» Passage shown:
◇ ◇ ◇ ◇ ◇ ◇ ◇

What Businesses Can Learn From Humanitarian Operations

What Businesses Can Learn From Humanitarian Operations

Navigating uncertain and dynamic environments and overcoming resource and information scarcity are nothing new to humanitarian organisations.

Supply chain disruptions have become commonplace in recent years due to the increasing occurrence of natural disasters, the Covid-19 pandemic, the Ukraine war and various forms of geopolitical tension. In an increasingly volatile business environment, organisations that are used to operating in structured environments can look to the humanitarian sector for insights on navigating this new reality.

In this podcast, INSEAD Knowledge speaks to Luk Van Wassenhove, Emeritus Professor of Technology and Operations Management and academic director of the INSEAD Humanitarian Research Group (HRG). He is not only well-known in the field of operations management, but also recognised as one of the pioneers in humanitarian operations.

In the past, humanitarian organisations have benefited from adapting best practices from the commercial sector, but businesses can also gain insights from how humanitarian organisations operate in extreme conditions. How do they overcome uncertainty, time pressure, challenging physical conditions and the lack of resources and information?  Van Wassenhove’s serendipitous engagement with the humanitarian world – including the Red Cross in Geneva and the UN World Food Programme for the UN Joint Logistics Centre – 25 years ago made him realise that operations management professionals have much to learn from humanitarian organisations.

◇ ◇ ◇ ◇ ◇ ◇ ◇

» Available data:
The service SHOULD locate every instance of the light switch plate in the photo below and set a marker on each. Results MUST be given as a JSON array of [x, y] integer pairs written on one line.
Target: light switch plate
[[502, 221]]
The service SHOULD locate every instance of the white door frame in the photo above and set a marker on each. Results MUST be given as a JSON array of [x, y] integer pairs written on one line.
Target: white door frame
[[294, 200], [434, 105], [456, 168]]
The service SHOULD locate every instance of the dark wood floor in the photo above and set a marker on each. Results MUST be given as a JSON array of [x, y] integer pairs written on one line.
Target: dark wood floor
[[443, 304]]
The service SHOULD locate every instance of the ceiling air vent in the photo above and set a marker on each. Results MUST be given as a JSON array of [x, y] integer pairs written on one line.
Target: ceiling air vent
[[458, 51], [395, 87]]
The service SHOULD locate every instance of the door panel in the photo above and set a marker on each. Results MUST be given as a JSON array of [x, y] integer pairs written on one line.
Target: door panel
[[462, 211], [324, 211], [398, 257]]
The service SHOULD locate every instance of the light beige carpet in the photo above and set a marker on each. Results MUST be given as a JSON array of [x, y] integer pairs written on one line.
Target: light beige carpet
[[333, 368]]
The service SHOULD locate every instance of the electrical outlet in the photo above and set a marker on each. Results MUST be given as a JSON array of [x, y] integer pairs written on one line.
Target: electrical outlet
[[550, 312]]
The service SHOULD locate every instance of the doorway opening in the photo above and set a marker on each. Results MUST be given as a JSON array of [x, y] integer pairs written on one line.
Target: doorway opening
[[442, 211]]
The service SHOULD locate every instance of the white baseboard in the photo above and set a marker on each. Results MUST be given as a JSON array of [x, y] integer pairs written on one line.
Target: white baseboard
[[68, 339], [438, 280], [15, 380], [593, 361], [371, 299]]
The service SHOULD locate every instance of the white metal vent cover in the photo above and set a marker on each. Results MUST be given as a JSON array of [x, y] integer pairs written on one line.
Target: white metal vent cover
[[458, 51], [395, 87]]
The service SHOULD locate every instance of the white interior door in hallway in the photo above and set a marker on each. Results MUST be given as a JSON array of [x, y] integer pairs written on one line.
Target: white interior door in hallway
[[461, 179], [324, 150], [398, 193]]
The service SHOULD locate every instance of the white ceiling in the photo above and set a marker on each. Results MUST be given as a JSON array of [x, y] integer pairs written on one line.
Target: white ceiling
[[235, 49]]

◇ ◇ ◇ ◇ ◇ ◇ ◇

» Activity 1:
In the text on what businesses can learn from humanitarian operations, why does it say firms used to structured environments can look to the humanitarian sector? Answer in one to three sentences.
» Activity 2:
Go on with the text on what businesses can learn from humanitarian operations, picking up after its final sentence.

» Reply 1:
Supply chain disruptions have become common because of natural disasters, the Covid-19 pandemic, the Ukraine war and geopolitical tension, which makes the business environment increasingly volatile. Humanitarian organizations have long dealt with uncertain, changing environments and shortages of resources and information, so they can offer insights on handling this new reality.

» Reply 2:
In fact, learning can be a two-way process. This is where the INSEAD HRG has a role in bridging knowledge between the two seemingly unrelated sectors. Companies need to look beyond their current and immediate boundaries and be open to learning from others. They should also learn to work with diverse stakeholders, be agile in dealing with unexpected situations, decentralise and localise where possible and empower employees to increase responsiveness.

Among the themes discussed, “co-opetition” – where companies in the same industry not only compete but also cooperate to advance the sector – is particularly interesting and relevant. The emergence of new paradigms such as circularity and the energy transition have necessitated the rethinking and reestablishment of systems, infrastructure and supply chains. New business ecosystems that have taken shape as a result have made cooperating with new stakeholders – including competitors – inevitable and necessary.

Beyond operational agility and resilience, humanitarian operations are driven by purpose – a holy grail that many companies seek but often in vain. The absence of profit as an incentive strengthens the purpose of humanitarian organisations to deliver aid to those in need.

Moreover, principles of humanitarian work are increasingly relevant in a world with a growing divide. The inequitable access to vaccines and medical services seen at the height of the pandemic clearly shows the need for more equitable and resilient supply chains. In particular, if companies follow the example of humanitarian organisations by embracing the principle to “do no harm” and take responsibility for the impact of their business, society and the environment will benefit greatly from this change.

Edited by:

Geraldine Ee

About the author(s)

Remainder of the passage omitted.